Exercise requirements =
Reproduce only the lines that run from the line with "For every instance of the red umbrella canopy, the" to the last line of the material, both ends included, exactly as they appear.

Raw records =
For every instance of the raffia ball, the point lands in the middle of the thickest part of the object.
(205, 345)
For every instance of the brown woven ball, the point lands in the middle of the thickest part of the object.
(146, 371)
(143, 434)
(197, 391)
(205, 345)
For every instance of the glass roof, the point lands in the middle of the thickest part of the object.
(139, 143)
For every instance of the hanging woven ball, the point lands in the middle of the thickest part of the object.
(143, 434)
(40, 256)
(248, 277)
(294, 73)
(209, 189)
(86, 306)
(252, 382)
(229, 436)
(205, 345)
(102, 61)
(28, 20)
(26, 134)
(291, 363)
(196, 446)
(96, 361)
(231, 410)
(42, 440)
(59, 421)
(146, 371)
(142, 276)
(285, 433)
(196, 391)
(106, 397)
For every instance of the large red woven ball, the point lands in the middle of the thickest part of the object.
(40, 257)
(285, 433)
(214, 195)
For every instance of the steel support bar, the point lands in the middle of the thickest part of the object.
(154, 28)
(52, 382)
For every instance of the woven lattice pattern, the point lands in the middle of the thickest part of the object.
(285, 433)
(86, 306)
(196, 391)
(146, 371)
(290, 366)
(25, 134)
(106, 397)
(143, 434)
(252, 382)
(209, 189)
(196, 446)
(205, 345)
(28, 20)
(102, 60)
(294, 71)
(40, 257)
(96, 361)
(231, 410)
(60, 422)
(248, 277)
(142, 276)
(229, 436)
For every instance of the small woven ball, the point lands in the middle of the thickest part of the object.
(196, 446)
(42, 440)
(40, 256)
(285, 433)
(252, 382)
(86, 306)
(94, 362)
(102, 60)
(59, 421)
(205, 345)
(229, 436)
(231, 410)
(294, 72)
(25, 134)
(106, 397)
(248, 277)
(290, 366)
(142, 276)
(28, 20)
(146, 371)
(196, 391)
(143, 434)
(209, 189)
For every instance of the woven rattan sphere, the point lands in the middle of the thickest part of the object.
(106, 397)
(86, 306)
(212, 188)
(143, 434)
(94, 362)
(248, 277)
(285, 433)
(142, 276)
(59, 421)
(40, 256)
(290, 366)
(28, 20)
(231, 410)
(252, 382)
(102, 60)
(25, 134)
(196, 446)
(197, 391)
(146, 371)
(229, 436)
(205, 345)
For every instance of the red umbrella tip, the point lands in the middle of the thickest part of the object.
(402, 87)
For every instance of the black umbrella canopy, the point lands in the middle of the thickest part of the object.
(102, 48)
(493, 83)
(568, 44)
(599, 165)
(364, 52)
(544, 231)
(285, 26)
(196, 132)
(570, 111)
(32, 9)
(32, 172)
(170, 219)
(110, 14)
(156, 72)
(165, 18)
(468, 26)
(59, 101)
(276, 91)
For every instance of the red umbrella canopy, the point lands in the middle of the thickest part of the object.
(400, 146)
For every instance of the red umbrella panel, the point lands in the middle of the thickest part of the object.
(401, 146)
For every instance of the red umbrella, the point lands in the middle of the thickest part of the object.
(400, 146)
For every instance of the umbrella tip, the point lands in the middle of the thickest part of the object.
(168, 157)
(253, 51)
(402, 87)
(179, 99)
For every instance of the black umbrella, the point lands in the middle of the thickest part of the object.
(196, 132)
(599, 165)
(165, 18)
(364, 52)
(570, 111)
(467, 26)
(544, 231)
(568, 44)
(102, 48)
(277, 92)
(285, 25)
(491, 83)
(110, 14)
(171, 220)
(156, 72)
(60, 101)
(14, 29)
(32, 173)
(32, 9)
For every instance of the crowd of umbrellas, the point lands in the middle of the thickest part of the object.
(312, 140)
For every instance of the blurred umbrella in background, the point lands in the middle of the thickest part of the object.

Task result =
For every instance of the red umbrella canopy, the point lands in the middle of the thickest part of the object.
(400, 146)
For every instance of the red umbrella panel, the point lands in the middle of the thickest part of the object.
(401, 146)
For every instance of the red umbrella, the point lands in the middle of the thickest part of the object.
(400, 146)
For every instance of the umbrella tip, the point lands in the middle of the thickest part of the object.
(168, 157)
(253, 51)
(402, 87)
(179, 99)
For every instance of the black umbrella, the point lands in the middle of the thickest part of the object.
(196, 132)
(599, 165)
(165, 18)
(364, 52)
(570, 111)
(467, 26)
(544, 231)
(568, 44)
(102, 48)
(277, 92)
(285, 25)
(491, 83)
(110, 14)
(171, 220)
(156, 72)
(60, 101)
(14, 29)
(32, 173)
(32, 9)
For every instance of the crowd of umbrellas, the point lands in the middle of the thickest part of the object.
(312, 140)
For every instance of the blurred umbrella in background, the point lands in the middle of the thickest part of the object.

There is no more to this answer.